+++ ENTRIES SHOWN +++

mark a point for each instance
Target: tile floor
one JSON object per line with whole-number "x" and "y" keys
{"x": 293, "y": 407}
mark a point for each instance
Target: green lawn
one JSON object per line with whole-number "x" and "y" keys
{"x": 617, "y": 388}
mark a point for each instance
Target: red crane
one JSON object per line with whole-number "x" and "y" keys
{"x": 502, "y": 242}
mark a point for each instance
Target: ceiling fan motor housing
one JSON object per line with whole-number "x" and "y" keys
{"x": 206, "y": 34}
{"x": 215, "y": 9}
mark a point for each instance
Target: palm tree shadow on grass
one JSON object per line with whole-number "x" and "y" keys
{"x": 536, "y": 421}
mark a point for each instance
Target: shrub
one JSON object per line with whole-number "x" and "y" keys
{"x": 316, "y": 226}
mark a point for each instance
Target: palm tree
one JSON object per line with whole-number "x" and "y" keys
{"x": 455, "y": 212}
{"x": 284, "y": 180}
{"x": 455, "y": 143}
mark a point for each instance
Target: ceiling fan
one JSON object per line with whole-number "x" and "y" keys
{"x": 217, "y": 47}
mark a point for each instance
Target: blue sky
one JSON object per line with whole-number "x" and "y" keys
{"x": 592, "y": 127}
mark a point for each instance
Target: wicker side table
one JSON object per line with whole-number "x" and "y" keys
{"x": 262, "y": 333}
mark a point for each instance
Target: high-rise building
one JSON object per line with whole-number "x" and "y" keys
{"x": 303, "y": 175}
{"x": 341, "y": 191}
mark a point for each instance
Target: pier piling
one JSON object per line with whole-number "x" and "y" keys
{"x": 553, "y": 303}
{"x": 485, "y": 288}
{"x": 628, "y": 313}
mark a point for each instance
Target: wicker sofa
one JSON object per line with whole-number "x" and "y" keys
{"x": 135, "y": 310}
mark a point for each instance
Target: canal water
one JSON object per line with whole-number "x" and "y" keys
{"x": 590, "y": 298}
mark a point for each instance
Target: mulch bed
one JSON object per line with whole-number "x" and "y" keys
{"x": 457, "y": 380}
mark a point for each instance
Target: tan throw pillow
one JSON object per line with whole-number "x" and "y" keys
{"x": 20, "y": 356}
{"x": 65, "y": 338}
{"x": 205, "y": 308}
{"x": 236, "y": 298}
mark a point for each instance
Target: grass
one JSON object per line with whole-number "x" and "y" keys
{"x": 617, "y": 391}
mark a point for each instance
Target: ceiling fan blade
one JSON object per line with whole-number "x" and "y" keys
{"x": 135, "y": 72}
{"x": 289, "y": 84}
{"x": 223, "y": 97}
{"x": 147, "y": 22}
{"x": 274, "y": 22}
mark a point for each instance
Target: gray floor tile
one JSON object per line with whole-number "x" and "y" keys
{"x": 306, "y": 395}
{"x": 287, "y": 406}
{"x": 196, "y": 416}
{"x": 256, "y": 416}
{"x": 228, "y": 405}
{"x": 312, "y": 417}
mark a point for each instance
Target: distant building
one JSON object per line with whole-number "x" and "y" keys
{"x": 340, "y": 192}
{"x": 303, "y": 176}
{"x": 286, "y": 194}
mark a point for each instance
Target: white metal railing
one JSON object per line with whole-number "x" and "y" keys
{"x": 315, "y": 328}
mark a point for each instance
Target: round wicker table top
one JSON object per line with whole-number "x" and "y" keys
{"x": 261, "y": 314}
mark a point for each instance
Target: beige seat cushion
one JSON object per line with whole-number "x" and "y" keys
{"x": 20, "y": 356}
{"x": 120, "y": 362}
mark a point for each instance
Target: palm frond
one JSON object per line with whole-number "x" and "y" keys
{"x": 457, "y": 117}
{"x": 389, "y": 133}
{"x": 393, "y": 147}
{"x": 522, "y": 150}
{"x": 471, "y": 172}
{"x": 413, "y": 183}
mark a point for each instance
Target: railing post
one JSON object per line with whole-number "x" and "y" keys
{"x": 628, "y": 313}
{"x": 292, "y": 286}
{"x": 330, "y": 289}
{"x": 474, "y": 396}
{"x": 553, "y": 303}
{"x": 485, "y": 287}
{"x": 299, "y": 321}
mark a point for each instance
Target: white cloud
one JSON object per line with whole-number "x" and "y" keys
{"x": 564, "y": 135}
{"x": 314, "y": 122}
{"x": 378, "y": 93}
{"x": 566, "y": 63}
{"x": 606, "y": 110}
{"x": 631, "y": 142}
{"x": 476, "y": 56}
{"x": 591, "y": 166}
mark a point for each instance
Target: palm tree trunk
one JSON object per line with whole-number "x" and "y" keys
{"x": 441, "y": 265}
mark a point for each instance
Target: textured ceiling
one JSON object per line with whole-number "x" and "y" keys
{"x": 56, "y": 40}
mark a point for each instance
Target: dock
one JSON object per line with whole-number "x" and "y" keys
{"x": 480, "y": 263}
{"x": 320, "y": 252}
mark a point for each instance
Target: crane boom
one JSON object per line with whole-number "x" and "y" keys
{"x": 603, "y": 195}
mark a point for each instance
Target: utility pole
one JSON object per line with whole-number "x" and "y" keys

+++

• [EXERCISE OBJECTIVE]: So that no detail is lost, give every line of the data again exactly.

• [SOLUTION]:
mark a point for each instance
Target: tile floor
one JSON object per line with whole-number "x" and "y" keys
{"x": 293, "y": 407}
mark a point for each instance
Target: green lawn
one JSON object per line with whole-number "x" and "y" keys
{"x": 617, "y": 388}
mark a point for each instance
Target: red crane
one JSON object per line with whole-number "x" and "y" keys
{"x": 502, "y": 242}
mark a point for each instance
Target: ceiling fan motor housing
one JSON object per line with whole-number "x" and "y" keys
{"x": 206, "y": 34}
{"x": 215, "y": 9}
mark a point for each instance
Target: palm tree shadow on grass
one JSON object per line with whole-number "x" and "y" keys
{"x": 536, "y": 421}
mark a point for each instance
Target: shrub
one JSON object per line with whole-number "x" and "y" keys
{"x": 316, "y": 226}
mark a point for each instance
Target: palm tree
one JSON object per line with whole-number "x" and "y" keys
{"x": 455, "y": 212}
{"x": 284, "y": 180}
{"x": 455, "y": 143}
mark a point for each instance
Target: ceiling fan
one JSON object per line with whole-number "x" and "y" keys
{"x": 217, "y": 47}
mark a point for each instance
Target: blue sky
one JSON object per line with whole-number "x" and "y" keys
{"x": 592, "y": 127}
mark a point for each instance
Target: wicker side table
one JSON object per line with whole-number "x" and "y" keys
{"x": 262, "y": 333}
mark a point for each instance
Target: high-rise building
one JSON object per line with whole-number "x" and "y" keys
{"x": 303, "y": 175}
{"x": 341, "y": 191}
mark a point for each instance
Target: pier piling
one JSON object per line with whole-number "x" and "y" keys
{"x": 553, "y": 303}
{"x": 485, "y": 288}
{"x": 628, "y": 313}
mark a point for each instance
Target: wicker sofa
one JSON object per line with whole-number "x" and "y" keys
{"x": 135, "y": 310}
mark a point for each instance
Target: canal water
one JSON object per line with whole-number "x" and "y" keys
{"x": 590, "y": 298}
mark a point for each instance
Target: mulch bed
one JSON object per line with whole-number "x" and "y" keys
{"x": 457, "y": 380}
mark a point for each instance
Target: tan throw pillow
one JSON object per line with whole-number "x" and "y" keys
{"x": 20, "y": 356}
{"x": 65, "y": 338}
{"x": 205, "y": 308}
{"x": 236, "y": 298}
mark a point for each instance
Target: grass
one JSON object per line with whole-number "x" and "y" keys
{"x": 617, "y": 391}
mark a point for each instance
Target: ceiling fan blade
one JSON object per line with whole-number "x" and "y" keys
{"x": 135, "y": 72}
{"x": 289, "y": 84}
{"x": 223, "y": 97}
{"x": 147, "y": 22}
{"x": 274, "y": 22}
mark a point for each instance
Target: gray floor tile
one JSON object per line with whole-number "x" and "y" keys
{"x": 306, "y": 395}
{"x": 287, "y": 406}
{"x": 196, "y": 416}
{"x": 256, "y": 416}
{"x": 228, "y": 405}
{"x": 312, "y": 417}
mark a point for each instance
Target: distant building
one JSON object per line with whole-number "x" and "y" keys
{"x": 340, "y": 192}
{"x": 303, "y": 176}
{"x": 286, "y": 194}
mark a point for each instance
Target: white metal railing
one JSON object per line with whole-number "x" and "y" keys
{"x": 315, "y": 328}
mark a point for each instance
Target: round wicker table top
one JSON object per line with whole-number "x" and "y" keys
{"x": 261, "y": 314}
mark a point for each instance
Target: beige seat cushion
one JSON object per line with whole-number "x" and "y" keys
{"x": 20, "y": 356}
{"x": 120, "y": 362}
mark a point for each instance
Target: palm frond
one JSON object per line with whole-number "x" and "y" keys
{"x": 457, "y": 117}
{"x": 389, "y": 133}
{"x": 393, "y": 147}
{"x": 522, "y": 150}
{"x": 471, "y": 172}
{"x": 413, "y": 183}
mark a point for each instance
Target: railing post
one JSON object per line with whole-number "x" and "y" keys
{"x": 628, "y": 313}
{"x": 292, "y": 286}
{"x": 330, "y": 289}
{"x": 474, "y": 396}
{"x": 553, "y": 303}
{"x": 485, "y": 287}
{"x": 299, "y": 321}
mark a point for each instance
Target: white cloud
one JSON object per line with whole-number "x" and "y" keys
{"x": 564, "y": 135}
{"x": 314, "y": 122}
{"x": 378, "y": 93}
{"x": 566, "y": 63}
{"x": 606, "y": 110}
{"x": 631, "y": 142}
{"x": 476, "y": 56}
{"x": 591, "y": 166}
mark a point for each instance
Target: palm tree trunk
one JSON object per line with whole-number "x" and "y" keys
{"x": 441, "y": 265}
mark a point for each instance
Target: textured ceiling
one JSON object per line with whole-number "x" and "y" keys
{"x": 56, "y": 40}
mark a point for each instance
Target: dock
one JSON object per line with whole-number "x" and "y" keys
{"x": 480, "y": 263}
{"x": 320, "y": 252}
mark a point for each instance
Target: crane boom
one JSON object per line with whole-number "x" and "y" keys
{"x": 603, "y": 195}
mark a point for each instance
Target: utility pole
one JSON object per line with whole-number "x" and "y" keys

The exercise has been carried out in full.